> _Work required_
Extract every line in the records below that contains the string "melon", and copy each such line without alteration.

> _Listing_
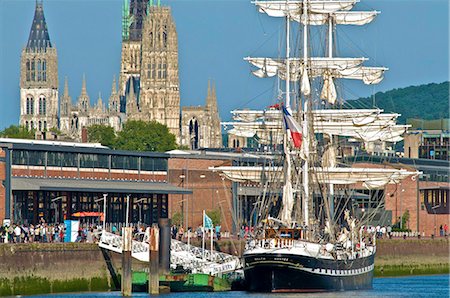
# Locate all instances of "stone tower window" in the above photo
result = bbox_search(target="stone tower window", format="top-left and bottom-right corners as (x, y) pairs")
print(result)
(25, 59), (31, 82)
(39, 96), (47, 115)
(36, 59), (42, 82)
(189, 118), (199, 149)
(147, 63), (152, 78)
(31, 59), (36, 82)
(42, 59), (47, 82)
(163, 25), (167, 48)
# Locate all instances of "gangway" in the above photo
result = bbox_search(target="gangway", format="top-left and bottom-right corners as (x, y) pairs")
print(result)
(98, 231), (242, 275)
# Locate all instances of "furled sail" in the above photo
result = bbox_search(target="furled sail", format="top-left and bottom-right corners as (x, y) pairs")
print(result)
(253, 0), (359, 17)
(298, 11), (379, 26)
(210, 166), (420, 188)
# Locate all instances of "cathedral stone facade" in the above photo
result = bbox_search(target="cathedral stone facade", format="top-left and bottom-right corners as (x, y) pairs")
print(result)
(20, 1), (58, 131)
(120, 0), (180, 140)
(20, 0), (222, 149)
(181, 83), (222, 149)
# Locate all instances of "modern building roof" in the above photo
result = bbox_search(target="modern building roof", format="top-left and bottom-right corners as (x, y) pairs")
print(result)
(11, 177), (192, 194)
(0, 138), (169, 158)
(27, 0), (52, 50)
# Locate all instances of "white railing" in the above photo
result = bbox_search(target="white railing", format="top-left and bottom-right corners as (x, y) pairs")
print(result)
(98, 232), (242, 275)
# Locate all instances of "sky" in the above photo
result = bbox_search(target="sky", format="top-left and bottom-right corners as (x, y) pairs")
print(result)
(0, 0), (449, 129)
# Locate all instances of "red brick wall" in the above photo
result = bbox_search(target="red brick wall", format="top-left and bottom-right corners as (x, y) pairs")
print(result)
(12, 166), (167, 181)
(354, 163), (450, 236)
(168, 158), (233, 231)
(0, 149), (6, 225)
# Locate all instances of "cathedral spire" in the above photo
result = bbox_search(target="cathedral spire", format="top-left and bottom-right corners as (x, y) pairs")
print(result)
(27, 0), (52, 50)
(111, 75), (117, 95)
(206, 81), (217, 111)
(64, 76), (69, 98)
(81, 73), (87, 96)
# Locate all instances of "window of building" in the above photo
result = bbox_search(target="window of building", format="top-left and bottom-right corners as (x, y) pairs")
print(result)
(39, 95), (47, 115)
(162, 63), (167, 79)
(147, 63), (152, 79)
(28, 151), (45, 166)
(36, 59), (42, 82)
(25, 59), (31, 82)
(158, 63), (163, 79)
(31, 59), (36, 82)
(111, 155), (139, 170)
(163, 25), (167, 48)
(42, 59), (47, 82)
(12, 150), (28, 165)
(60, 152), (78, 168)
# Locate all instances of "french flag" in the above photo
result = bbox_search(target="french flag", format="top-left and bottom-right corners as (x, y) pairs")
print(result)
(283, 106), (303, 148)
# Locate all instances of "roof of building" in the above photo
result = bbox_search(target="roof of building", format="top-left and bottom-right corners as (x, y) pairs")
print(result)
(0, 138), (169, 158)
(11, 177), (192, 194)
(27, 0), (52, 50)
(406, 119), (450, 131)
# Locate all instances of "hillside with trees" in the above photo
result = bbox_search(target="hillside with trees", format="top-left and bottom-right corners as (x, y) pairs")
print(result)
(345, 82), (449, 124)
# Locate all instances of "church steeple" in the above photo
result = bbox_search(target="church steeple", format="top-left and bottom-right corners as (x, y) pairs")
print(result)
(78, 74), (90, 113)
(26, 0), (52, 51)
(59, 77), (72, 117)
(206, 80), (217, 112)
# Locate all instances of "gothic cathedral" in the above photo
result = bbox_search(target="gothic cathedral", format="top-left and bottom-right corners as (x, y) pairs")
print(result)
(20, 1), (58, 131)
(20, 0), (222, 149)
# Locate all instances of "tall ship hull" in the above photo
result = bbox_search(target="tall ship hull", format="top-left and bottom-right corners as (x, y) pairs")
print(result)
(244, 252), (375, 292)
(214, 0), (419, 292)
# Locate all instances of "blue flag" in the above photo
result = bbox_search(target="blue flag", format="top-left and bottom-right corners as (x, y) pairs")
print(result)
(203, 213), (213, 229)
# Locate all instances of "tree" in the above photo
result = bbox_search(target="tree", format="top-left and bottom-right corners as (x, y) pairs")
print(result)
(206, 209), (221, 226)
(87, 124), (116, 148)
(116, 120), (177, 152)
(0, 125), (34, 139)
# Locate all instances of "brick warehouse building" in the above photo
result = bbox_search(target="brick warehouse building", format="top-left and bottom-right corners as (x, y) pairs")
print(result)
(168, 150), (267, 233)
(0, 139), (190, 224)
(350, 156), (450, 236)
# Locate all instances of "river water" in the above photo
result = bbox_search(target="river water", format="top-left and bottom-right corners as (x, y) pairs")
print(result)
(33, 275), (450, 298)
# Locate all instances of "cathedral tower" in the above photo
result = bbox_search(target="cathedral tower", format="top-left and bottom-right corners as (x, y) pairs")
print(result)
(119, 0), (147, 96)
(138, 6), (180, 140)
(59, 77), (72, 132)
(20, 1), (58, 131)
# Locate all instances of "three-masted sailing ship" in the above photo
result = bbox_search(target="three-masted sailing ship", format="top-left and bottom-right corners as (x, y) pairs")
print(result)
(214, 0), (418, 292)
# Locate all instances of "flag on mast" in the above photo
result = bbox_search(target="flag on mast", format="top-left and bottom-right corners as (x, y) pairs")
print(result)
(283, 106), (303, 148)
(203, 211), (213, 229)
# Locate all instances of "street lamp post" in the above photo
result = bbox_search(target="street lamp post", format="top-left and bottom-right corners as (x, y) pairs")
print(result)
(50, 196), (64, 223)
(431, 204), (441, 237)
(95, 193), (108, 233)
(136, 198), (145, 223)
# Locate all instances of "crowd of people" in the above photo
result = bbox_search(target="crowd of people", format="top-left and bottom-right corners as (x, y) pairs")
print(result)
(0, 220), (101, 243)
(170, 224), (222, 241)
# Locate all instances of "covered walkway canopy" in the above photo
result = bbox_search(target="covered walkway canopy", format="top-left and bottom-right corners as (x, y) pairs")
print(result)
(11, 177), (192, 225)
(11, 177), (192, 194)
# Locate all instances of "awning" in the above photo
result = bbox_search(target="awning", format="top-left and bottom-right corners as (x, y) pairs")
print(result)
(11, 177), (192, 194)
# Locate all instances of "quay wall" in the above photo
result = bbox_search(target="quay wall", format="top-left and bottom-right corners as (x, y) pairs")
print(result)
(0, 243), (120, 296)
(0, 238), (450, 296)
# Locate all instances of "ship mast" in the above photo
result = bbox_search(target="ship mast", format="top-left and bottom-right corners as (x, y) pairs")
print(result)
(299, 0), (312, 239)
(281, 0), (293, 225)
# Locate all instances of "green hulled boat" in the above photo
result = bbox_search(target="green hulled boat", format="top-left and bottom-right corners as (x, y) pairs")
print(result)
(133, 272), (231, 292)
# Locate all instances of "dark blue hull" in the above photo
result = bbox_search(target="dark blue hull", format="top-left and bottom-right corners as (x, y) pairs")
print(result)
(244, 253), (375, 292)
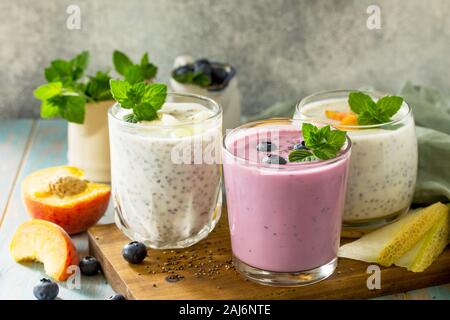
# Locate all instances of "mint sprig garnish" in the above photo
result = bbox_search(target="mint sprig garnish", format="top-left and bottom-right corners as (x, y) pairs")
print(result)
(113, 50), (158, 84)
(348, 91), (403, 125)
(289, 123), (345, 162)
(34, 51), (112, 124)
(110, 80), (167, 123)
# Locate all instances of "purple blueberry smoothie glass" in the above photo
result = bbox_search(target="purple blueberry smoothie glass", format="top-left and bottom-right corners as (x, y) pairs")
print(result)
(223, 119), (351, 286)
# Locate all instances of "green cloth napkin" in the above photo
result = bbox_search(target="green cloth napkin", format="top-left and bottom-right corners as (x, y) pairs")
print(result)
(243, 82), (450, 205)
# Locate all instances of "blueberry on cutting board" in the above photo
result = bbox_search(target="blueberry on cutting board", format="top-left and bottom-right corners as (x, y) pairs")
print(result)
(79, 256), (100, 276)
(33, 278), (59, 300)
(122, 241), (147, 264)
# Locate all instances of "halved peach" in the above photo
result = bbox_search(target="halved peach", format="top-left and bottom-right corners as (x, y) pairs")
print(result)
(9, 219), (79, 281)
(22, 166), (111, 234)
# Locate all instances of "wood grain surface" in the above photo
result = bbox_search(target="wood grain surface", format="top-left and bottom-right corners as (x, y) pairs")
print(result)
(88, 209), (450, 300)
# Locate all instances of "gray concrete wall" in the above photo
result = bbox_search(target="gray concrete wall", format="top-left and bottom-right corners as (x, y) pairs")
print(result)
(0, 0), (450, 118)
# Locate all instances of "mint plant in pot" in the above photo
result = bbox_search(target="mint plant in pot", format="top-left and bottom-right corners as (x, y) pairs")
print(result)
(34, 51), (156, 182)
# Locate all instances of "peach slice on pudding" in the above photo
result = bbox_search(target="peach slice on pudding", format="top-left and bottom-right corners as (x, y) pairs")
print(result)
(9, 219), (79, 281)
(22, 166), (111, 234)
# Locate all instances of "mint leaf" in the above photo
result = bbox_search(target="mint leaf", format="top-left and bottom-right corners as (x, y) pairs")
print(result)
(302, 123), (319, 143)
(84, 71), (112, 101)
(33, 82), (62, 100)
(143, 83), (167, 110)
(377, 96), (403, 118)
(59, 95), (86, 124)
(124, 65), (144, 84)
(289, 150), (317, 162)
(41, 100), (60, 119)
(110, 80), (132, 108)
(123, 113), (139, 123)
(133, 102), (158, 121)
(110, 80), (167, 123)
(348, 92), (403, 125)
(113, 50), (133, 76)
(289, 123), (346, 162)
(328, 130), (346, 151)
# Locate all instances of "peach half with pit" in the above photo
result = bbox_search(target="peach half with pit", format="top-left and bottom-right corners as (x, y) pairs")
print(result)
(9, 219), (79, 281)
(22, 166), (111, 234)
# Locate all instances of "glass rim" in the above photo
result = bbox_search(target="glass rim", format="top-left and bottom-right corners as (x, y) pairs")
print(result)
(222, 118), (352, 170)
(108, 91), (223, 129)
(293, 89), (412, 129)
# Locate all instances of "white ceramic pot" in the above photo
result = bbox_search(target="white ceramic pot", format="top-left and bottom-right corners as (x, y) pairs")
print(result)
(67, 100), (114, 182)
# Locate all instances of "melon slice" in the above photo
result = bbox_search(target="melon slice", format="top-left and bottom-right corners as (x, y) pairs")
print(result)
(338, 202), (449, 266)
(395, 213), (449, 272)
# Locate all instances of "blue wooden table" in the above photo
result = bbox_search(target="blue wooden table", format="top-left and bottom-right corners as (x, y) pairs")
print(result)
(0, 120), (450, 300)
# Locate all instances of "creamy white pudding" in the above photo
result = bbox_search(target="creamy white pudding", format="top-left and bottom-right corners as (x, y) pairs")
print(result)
(294, 92), (417, 226)
(109, 94), (222, 249)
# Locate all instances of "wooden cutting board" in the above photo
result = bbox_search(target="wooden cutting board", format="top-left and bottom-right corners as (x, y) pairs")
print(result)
(88, 210), (450, 300)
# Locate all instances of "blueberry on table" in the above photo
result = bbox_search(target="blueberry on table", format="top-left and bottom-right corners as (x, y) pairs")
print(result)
(173, 64), (194, 76)
(294, 141), (309, 150)
(108, 293), (127, 300)
(262, 154), (287, 164)
(33, 278), (59, 300)
(211, 67), (228, 84)
(79, 256), (100, 276)
(256, 141), (277, 152)
(122, 241), (147, 264)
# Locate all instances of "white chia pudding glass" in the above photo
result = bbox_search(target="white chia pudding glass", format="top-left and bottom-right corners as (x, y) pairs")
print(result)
(294, 90), (418, 235)
(109, 93), (222, 249)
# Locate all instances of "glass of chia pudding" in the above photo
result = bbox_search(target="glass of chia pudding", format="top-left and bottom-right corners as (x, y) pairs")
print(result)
(109, 93), (222, 249)
(294, 90), (417, 232)
(222, 118), (351, 286)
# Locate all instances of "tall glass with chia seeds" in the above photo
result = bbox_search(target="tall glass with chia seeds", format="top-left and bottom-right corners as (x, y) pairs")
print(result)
(109, 93), (222, 249)
(294, 90), (418, 236)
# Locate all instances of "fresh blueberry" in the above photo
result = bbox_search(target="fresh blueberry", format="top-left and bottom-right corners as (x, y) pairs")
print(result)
(79, 256), (100, 276)
(294, 141), (308, 150)
(194, 59), (212, 79)
(33, 278), (59, 300)
(108, 293), (127, 300)
(211, 67), (228, 85)
(256, 141), (277, 152)
(262, 154), (287, 164)
(122, 241), (147, 264)
(173, 64), (194, 76)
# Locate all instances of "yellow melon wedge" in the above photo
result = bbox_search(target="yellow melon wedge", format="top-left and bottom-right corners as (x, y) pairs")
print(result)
(338, 202), (448, 266)
(395, 213), (449, 272)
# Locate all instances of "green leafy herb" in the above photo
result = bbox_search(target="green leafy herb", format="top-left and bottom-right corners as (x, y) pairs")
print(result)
(110, 80), (167, 123)
(34, 51), (112, 124)
(289, 123), (345, 162)
(348, 92), (403, 125)
(34, 82), (86, 124)
(113, 50), (158, 84)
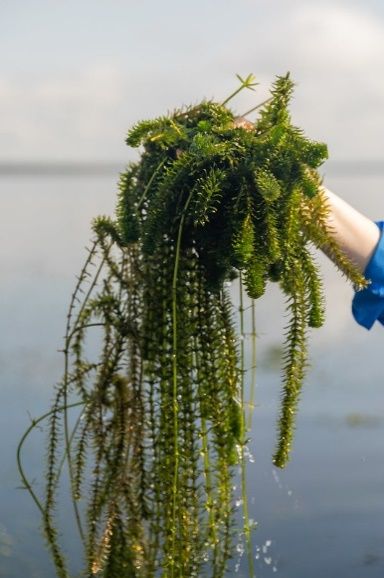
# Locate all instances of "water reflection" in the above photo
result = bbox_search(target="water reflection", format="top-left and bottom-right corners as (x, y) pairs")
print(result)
(0, 166), (384, 578)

> _Result_
# Locate all instances of "melon slice" in the above photo
result = bbox_search(target="melon slice", format="top-left and bottom-right corners as (x, y) pairs")
# Locate all instances of "yellow melon wedge" in the above photo
result = bbox_search(target="yellow melon wedge", format="top-left and bottom-right corners as (x, y) pairs")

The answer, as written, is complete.